> **Set tasks**
• 1. Please give the null hypothesis testing text again, everything from "We could decide" down to "positively with latitude.)", replacing "latitude" with "altitude".
• 2. In the null hypothesis testing text, list every symbol that follows the word "denoted".

> **Text provided**
● ● ● ● ● ● ●

Null Hypothesis Testing

This is the simplest form of hypothesis testing, and it revolves around the idea of a null hypothesis (often denoted H₀), which is held as the accepted truth until we can amass sufficient support to show that the null hypothesis is not necessarily true. The null hypothesis H₀ states that no statistical relationship or significance exists between two sets of observed data and any observed differences are due to chance. The alternative hypothesis (often denoted Hₐ or H₁) suggests that there is a statistical relationship or a real effect, and can optionally also suggest a direction or magnitude. That is, the alternative hypothesis can suggest only a magnitude (e.g. X variable co-varies with Y) or a magnitude and a direction (e.g. X co-varies positively with Y).

Once we have a stated alternative and null hypothesis, we would perform a statistical test to determine whether or not we reject the null hypothesis. Importantly, note that we can NEVER accept the alternative hypothesis. We can ONLY reject or fail to reject the null hypothesis. Typically, we use a pre-determined significance level (denoted α, commonly 0.05) to decide whether we can reject the null hypothesis.

The way that we state our hypothesis will determine what type of statistical test we use to determine whether or not we reject this null hypothesis. Among the types of tests we can perform, in the context of a null hypothesis test, we can ask about (among other things):

Association/Co-variation between variables
Differences between group means

Let’s use an example to discuss this. Say we are interested in the size of fiddler crabs. We could formulate a hypothesis test that falls into each of these categories. For example:

We could decide we think that size covaries with some other variable, say, latitude. If we wanted to test Bergmann’s Rule, we could form a null hypothesis (H₀) that says that size does not co-vary with latitude, and an alternative hypothesis (Hₐ) that says not only do we think size co-varies with latitude, but that it co-varies positively. (H₀: Size does not co-vary with latitude. Hₐ: Size co-varies positively with latitude.)
If the crabs are from multiple sites, we could say that, between two sites of interest, we might believe there to be a size difference. Here, we would then state as our null hypothesis (H₀) that there is no difference in the mean size between crabs at site A and site B (μᴀ = μʙ), but our alternative hypothesis (Hₐ) would say that there is in fact a statistically significant difference in the mean size between crabs at site A and site B (μᴀ ≠ μʙ). See how to do this in R.

● ● ● ● ● ● ●

> **Extracted information**
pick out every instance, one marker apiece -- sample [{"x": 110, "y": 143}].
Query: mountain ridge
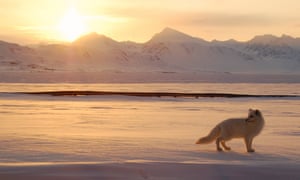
[{"x": 167, "y": 51}]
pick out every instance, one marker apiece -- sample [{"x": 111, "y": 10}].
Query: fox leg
[
  {"x": 224, "y": 145},
  {"x": 248, "y": 142},
  {"x": 219, "y": 139}
]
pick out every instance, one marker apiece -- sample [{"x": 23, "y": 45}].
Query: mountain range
[{"x": 167, "y": 51}]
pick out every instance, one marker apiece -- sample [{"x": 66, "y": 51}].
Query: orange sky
[{"x": 34, "y": 21}]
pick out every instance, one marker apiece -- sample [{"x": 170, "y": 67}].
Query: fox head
[{"x": 254, "y": 115}]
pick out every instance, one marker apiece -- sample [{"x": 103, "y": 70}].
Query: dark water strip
[{"x": 154, "y": 94}]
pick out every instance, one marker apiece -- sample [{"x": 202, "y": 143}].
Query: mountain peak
[{"x": 172, "y": 35}]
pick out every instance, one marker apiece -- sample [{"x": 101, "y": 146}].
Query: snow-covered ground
[{"x": 119, "y": 137}]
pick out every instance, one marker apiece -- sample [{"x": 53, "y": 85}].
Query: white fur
[{"x": 246, "y": 128}]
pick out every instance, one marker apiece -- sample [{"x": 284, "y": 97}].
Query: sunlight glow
[{"x": 72, "y": 25}]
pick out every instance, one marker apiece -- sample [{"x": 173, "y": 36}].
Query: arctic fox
[{"x": 246, "y": 128}]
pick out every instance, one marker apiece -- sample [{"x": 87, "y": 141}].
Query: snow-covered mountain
[{"x": 167, "y": 51}]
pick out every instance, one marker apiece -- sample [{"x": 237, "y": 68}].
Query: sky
[{"x": 36, "y": 21}]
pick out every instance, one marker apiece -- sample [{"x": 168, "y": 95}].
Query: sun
[{"x": 72, "y": 25}]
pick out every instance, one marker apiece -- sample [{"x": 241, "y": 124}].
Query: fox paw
[
  {"x": 251, "y": 150},
  {"x": 227, "y": 148}
]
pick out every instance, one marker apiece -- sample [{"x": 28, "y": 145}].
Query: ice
[{"x": 161, "y": 131}]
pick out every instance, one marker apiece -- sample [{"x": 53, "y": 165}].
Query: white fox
[{"x": 246, "y": 128}]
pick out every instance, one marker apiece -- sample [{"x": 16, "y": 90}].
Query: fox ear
[{"x": 257, "y": 112}]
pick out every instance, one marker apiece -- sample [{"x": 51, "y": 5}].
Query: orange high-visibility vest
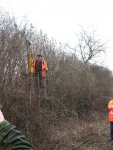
[
  {"x": 110, "y": 107},
  {"x": 44, "y": 67}
]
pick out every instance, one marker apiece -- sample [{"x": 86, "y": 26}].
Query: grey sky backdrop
[{"x": 60, "y": 19}]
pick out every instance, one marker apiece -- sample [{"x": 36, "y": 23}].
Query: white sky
[{"x": 60, "y": 19}]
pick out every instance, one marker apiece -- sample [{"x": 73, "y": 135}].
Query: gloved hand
[{"x": 1, "y": 115}]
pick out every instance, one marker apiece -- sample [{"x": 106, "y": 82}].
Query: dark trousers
[
  {"x": 41, "y": 83},
  {"x": 111, "y": 130},
  {"x": 39, "y": 80}
]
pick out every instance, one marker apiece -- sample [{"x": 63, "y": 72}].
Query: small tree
[{"x": 88, "y": 47}]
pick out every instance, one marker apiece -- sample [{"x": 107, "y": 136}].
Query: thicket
[{"x": 74, "y": 88}]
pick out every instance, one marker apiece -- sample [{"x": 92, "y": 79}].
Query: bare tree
[{"x": 89, "y": 47}]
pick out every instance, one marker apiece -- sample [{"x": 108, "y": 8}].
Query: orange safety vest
[
  {"x": 110, "y": 107},
  {"x": 44, "y": 67}
]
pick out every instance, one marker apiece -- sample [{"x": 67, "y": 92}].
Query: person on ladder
[{"x": 41, "y": 68}]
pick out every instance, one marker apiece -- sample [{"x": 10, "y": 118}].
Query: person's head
[{"x": 39, "y": 56}]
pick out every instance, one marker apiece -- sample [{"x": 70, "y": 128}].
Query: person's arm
[{"x": 12, "y": 139}]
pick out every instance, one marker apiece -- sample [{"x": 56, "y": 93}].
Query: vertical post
[{"x": 30, "y": 59}]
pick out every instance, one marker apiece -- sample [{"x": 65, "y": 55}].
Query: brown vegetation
[{"x": 75, "y": 89}]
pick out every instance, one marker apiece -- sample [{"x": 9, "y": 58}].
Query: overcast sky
[{"x": 60, "y": 19}]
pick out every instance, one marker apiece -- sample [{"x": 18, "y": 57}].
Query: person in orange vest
[
  {"x": 41, "y": 68},
  {"x": 110, "y": 117}
]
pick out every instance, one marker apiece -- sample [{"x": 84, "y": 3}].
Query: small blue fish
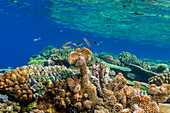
[
  {"x": 61, "y": 30},
  {"x": 37, "y": 39},
  {"x": 9, "y": 67}
]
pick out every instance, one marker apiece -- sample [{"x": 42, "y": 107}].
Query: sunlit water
[{"x": 142, "y": 21}]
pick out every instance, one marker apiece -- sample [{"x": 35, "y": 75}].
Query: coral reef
[
  {"x": 47, "y": 52},
  {"x": 160, "y": 68},
  {"x": 57, "y": 89},
  {"x": 164, "y": 108},
  {"x": 37, "y": 57},
  {"x": 127, "y": 58},
  {"x": 160, "y": 95},
  {"x": 111, "y": 60},
  {"x": 160, "y": 79},
  {"x": 39, "y": 62},
  {"x": 4, "y": 98},
  {"x": 26, "y": 82},
  {"x": 9, "y": 107}
]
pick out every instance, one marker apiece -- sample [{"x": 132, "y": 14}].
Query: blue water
[{"x": 21, "y": 23}]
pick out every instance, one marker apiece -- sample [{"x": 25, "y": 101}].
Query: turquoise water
[
  {"x": 146, "y": 22},
  {"x": 141, "y": 27}
]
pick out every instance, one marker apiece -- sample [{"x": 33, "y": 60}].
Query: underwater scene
[{"x": 85, "y": 56}]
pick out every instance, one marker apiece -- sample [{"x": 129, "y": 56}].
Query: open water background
[{"x": 141, "y": 28}]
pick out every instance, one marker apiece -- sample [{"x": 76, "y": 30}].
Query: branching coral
[
  {"x": 160, "y": 95},
  {"x": 9, "y": 107},
  {"x": 160, "y": 79}
]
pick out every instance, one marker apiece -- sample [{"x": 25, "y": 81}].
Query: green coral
[
  {"x": 39, "y": 62},
  {"x": 29, "y": 107}
]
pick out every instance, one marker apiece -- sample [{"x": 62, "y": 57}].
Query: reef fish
[
  {"x": 66, "y": 47},
  {"x": 79, "y": 44},
  {"x": 66, "y": 43},
  {"x": 54, "y": 48},
  {"x": 87, "y": 42},
  {"x": 37, "y": 39}
]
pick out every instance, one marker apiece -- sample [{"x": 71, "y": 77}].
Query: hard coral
[
  {"x": 160, "y": 95},
  {"x": 160, "y": 79}
]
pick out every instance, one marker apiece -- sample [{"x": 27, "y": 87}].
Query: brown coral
[
  {"x": 160, "y": 79},
  {"x": 15, "y": 83},
  {"x": 160, "y": 95}
]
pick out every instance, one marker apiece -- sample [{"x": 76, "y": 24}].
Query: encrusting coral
[
  {"x": 64, "y": 91},
  {"x": 161, "y": 94},
  {"x": 160, "y": 79},
  {"x": 9, "y": 107}
]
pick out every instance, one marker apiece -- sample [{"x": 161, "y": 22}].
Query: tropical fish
[
  {"x": 54, "y": 48},
  {"x": 79, "y": 44},
  {"x": 98, "y": 43},
  {"x": 9, "y": 67},
  {"x": 66, "y": 47},
  {"x": 97, "y": 53},
  {"x": 66, "y": 43},
  {"x": 87, "y": 42},
  {"x": 37, "y": 39}
]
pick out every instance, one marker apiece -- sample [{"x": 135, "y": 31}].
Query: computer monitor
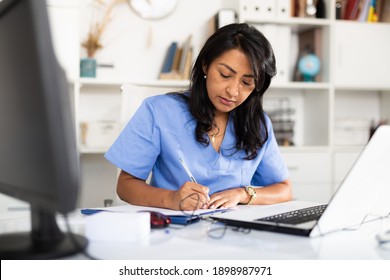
[{"x": 38, "y": 156}]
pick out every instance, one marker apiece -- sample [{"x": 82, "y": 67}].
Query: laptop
[{"x": 363, "y": 196}]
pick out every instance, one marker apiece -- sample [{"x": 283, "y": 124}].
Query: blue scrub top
[{"x": 163, "y": 130}]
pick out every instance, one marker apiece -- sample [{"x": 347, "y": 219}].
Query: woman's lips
[{"x": 225, "y": 101}]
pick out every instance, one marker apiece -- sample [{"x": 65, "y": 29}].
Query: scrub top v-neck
[{"x": 163, "y": 130}]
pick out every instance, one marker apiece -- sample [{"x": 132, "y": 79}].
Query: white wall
[{"x": 137, "y": 46}]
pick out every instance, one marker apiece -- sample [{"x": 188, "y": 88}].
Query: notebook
[
  {"x": 177, "y": 217},
  {"x": 364, "y": 195}
]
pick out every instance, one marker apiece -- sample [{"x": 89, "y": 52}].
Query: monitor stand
[{"x": 44, "y": 241}]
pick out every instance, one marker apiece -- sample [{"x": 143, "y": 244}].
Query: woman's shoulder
[
  {"x": 168, "y": 102},
  {"x": 166, "y": 98}
]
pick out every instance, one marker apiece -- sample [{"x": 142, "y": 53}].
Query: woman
[{"x": 210, "y": 147}]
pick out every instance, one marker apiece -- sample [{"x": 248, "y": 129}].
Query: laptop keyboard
[{"x": 297, "y": 216}]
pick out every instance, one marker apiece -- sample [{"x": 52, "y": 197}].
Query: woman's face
[{"x": 230, "y": 80}]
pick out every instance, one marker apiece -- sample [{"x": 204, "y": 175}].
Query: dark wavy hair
[{"x": 249, "y": 120}]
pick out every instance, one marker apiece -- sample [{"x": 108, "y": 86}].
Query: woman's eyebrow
[{"x": 234, "y": 71}]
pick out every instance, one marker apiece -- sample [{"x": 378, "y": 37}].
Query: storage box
[
  {"x": 99, "y": 134},
  {"x": 351, "y": 132}
]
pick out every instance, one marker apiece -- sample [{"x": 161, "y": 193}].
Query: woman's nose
[{"x": 233, "y": 88}]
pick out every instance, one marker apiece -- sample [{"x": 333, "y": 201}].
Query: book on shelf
[
  {"x": 178, "y": 61},
  {"x": 221, "y": 18},
  {"x": 168, "y": 62},
  {"x": 363, "y": 10}
]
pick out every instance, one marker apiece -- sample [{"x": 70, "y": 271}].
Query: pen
[
  {"x": 188, "y": 171},
  {"x": 184, "y": 164}
]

● ● ● ● ● ● ●

> **Solution set**
• 1.
We could decide we think that size covaries with some other variable, say, altitude. If we wanted to test Bergmann’s Rule, we could form a null hypothesis (H₀) that says that size does not co-vary with altitude, and an alternative hypothesis (Hₐ) that says not only do we think size co-varies with altitude, but that it co-varies positively. (H₀: Size does not co-vary with altitude. Hₐ: Size co-varies positively with altitude.)

• 2. H₀, Hₐ, H₁, α